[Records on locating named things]
§

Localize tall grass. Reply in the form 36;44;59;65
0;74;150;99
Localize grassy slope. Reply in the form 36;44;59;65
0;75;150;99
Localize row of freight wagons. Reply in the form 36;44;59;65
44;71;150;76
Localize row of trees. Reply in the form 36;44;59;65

§

**Task goal:** Write out every line of the records again, requests included, and scale each coordinate in the answers by 2.5. Round each result to the nearest whole number, with halves going up.

**Reply to the exercise:**
Localize tall grass. Reply in the form 36;44;59;65
0;185;375;248
Localize grassy slope. Reply in the form 36;44;59;65
0;188;375;248
Localize row of freight wagons. Reply in the form 36;44;59;65
110;178;375;190
Localize row of trees. Reply in the form 36;44;59;65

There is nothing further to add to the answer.